**EXERCISE PASSAGE**
As much as I enjoyed a lot of what went on in this episode, it was little too scatter-shot to really enjoy as an episode. But I was impressed with how much it managed to pack into such a short time (I didn’t even go into the return of Grandpa Lyle, for example) and how it pulled me back from the precipice of all-out indifference following last week’s magic trick.
- As many of you had speculated early on, Patty and Kate are half-sisters.
- It’s hard to watch this episode without wondering how it might have been different if Tom Aldredge was still alive. I’d imagine they would have wanted to put some new flashback footage in with some never-before-seen Uncle Pete antics.
- Did Stefania give Patrick the pastries Ellen brought for her? Really tacky, Stefania. You don’t take pastries from the victim of an assault and give them to the perpetrator. That’s basic etiquette.

**EXERCISE OBJECTIVE**
Copy the episode review word for word, from "- It’s hard" to "That’s basic etiquette.".

**DATA SUPPLIED**
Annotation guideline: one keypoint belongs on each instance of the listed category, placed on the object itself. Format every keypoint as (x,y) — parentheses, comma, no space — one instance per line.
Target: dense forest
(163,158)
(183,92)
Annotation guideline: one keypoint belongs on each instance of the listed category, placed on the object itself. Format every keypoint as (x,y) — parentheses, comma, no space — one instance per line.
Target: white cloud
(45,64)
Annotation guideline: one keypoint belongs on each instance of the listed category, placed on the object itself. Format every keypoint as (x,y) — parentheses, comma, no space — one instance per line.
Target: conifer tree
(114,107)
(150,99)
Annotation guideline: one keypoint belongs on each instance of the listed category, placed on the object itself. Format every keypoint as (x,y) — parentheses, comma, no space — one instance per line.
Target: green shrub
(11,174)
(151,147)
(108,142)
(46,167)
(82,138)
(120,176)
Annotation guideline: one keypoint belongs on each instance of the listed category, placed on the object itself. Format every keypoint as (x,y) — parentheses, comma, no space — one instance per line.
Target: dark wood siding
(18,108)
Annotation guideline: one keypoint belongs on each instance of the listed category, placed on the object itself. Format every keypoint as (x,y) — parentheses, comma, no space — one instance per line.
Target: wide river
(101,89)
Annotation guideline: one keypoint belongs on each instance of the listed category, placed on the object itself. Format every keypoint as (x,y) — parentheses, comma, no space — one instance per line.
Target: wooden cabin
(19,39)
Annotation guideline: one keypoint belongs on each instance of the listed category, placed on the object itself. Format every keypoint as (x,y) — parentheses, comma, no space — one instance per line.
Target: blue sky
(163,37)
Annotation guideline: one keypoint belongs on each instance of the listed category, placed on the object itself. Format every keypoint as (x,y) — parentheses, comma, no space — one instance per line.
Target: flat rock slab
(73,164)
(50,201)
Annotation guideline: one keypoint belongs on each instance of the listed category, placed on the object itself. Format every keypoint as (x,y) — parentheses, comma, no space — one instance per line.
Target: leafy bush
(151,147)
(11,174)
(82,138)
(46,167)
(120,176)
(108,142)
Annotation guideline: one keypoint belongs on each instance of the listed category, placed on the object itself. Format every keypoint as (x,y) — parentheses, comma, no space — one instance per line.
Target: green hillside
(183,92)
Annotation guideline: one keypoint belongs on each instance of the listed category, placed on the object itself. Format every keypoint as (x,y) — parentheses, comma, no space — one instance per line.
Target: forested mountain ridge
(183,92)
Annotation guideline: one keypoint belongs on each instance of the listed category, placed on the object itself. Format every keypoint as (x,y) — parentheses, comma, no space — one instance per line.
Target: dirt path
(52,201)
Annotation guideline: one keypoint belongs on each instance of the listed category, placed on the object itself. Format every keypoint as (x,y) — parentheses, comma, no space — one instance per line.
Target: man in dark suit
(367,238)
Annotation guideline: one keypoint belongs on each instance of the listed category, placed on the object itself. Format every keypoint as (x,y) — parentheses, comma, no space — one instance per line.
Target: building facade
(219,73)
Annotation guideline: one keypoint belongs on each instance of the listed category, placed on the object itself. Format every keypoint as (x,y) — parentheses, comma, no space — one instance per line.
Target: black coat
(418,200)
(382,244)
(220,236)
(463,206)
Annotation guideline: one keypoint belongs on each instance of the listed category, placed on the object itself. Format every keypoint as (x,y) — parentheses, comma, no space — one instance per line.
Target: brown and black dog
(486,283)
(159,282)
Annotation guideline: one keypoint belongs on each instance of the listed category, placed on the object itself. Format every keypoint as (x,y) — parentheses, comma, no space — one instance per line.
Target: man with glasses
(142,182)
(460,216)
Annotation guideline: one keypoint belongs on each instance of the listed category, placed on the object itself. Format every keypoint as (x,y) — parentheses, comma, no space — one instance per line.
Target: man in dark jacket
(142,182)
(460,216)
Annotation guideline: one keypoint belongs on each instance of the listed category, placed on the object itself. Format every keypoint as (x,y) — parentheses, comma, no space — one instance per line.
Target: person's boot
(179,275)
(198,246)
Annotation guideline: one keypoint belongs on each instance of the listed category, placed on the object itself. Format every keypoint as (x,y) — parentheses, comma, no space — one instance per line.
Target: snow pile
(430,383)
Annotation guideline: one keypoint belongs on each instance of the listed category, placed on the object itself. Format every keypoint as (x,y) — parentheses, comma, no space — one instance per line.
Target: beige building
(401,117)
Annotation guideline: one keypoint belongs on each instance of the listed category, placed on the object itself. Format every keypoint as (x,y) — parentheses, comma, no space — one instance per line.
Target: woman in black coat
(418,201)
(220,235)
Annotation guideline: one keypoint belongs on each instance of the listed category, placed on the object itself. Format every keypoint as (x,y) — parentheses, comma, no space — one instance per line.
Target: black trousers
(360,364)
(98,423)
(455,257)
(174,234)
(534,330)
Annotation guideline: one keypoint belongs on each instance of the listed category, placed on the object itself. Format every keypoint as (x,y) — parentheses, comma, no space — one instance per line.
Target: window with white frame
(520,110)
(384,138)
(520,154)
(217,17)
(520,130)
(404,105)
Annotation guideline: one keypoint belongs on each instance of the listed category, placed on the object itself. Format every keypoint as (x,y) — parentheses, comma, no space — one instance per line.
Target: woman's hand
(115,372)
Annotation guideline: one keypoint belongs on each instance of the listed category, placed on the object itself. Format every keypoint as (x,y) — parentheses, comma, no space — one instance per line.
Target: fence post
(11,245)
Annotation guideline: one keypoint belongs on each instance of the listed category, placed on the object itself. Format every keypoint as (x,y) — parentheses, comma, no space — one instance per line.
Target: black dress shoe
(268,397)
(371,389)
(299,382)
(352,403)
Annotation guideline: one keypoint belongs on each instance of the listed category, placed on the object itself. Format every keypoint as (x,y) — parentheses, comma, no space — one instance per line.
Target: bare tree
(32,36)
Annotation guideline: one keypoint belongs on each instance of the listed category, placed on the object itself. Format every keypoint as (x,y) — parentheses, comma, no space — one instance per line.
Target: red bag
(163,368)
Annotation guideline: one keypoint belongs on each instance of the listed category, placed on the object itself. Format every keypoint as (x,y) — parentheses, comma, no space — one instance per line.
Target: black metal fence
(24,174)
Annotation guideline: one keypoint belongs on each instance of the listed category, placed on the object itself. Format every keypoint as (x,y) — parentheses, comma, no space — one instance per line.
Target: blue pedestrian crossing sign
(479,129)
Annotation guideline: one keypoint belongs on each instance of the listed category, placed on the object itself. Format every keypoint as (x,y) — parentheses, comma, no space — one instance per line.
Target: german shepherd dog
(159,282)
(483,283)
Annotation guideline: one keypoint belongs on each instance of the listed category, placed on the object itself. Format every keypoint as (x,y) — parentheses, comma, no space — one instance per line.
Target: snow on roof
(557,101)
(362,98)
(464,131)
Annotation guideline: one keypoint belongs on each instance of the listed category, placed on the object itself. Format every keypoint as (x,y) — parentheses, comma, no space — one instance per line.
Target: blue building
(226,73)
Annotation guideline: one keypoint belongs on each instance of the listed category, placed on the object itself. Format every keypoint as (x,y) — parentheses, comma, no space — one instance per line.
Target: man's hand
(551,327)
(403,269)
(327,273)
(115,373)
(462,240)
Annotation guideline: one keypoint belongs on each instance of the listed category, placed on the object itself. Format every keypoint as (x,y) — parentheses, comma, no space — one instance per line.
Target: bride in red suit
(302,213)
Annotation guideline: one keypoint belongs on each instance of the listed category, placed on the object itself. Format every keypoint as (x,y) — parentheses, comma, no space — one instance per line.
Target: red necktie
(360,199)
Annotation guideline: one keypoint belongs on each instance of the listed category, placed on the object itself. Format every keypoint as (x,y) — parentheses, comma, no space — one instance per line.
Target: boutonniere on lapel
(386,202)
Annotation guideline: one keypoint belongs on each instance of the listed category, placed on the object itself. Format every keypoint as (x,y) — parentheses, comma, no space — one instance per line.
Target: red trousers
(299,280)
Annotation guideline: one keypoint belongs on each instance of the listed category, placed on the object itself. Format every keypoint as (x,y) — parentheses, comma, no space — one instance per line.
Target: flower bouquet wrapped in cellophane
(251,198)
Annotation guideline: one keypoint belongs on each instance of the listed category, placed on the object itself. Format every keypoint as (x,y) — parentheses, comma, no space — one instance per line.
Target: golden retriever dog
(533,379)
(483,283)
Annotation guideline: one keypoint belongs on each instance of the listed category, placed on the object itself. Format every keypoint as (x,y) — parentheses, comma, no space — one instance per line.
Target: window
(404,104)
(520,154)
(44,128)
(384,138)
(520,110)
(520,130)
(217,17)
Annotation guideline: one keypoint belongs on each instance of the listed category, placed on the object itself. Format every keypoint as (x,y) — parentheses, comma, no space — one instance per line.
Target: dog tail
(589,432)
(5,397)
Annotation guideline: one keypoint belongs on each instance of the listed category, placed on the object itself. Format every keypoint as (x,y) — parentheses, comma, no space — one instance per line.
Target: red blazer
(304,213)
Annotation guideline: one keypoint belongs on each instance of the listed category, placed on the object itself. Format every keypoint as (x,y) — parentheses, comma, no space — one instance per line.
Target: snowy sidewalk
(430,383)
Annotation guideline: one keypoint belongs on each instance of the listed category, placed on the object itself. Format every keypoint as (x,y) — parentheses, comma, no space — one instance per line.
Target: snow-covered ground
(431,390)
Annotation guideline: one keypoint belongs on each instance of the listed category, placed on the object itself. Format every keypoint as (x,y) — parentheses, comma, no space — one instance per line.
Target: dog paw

**EXERCISE SOLUTION**
- It’s hard to watch this episode without wondering how it might have been different if Tom Aldredge was still alive. I’d imagine they would have wanted to put some new flashback footage in with some never-before-seen Uncle Pete antics.
- Did Stefania give Patrick the pastries Ellen brought for her? Really tacky, Stefania. You don’t take pastries from the victim of an assault and give them to the perpetrator. That’s basic etiquette.